--- Requirement ---
Write out every line of the entries below again, including the wording of each entry. Scale each bounding-box coordinate in the answers by 2.2, rounding to the nearest whole number with halves rounded up. Leave the numbers in the entry wording and its sample lines unchanged, and omit the pictures.

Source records

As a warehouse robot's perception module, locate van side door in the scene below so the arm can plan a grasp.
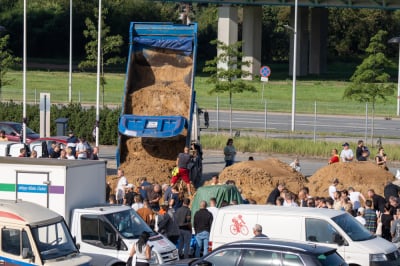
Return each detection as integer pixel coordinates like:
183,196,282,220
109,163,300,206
305,218,345,258
0,226,37,265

--- Output ---
As a warehouse robot's perception module, locate van side door in the scene below so the arm can plan a grasp.
Return each detection as integer pixel coordinates like:
183,196,282,220
109,163,300,206
671,480,759,568
0,497,81,583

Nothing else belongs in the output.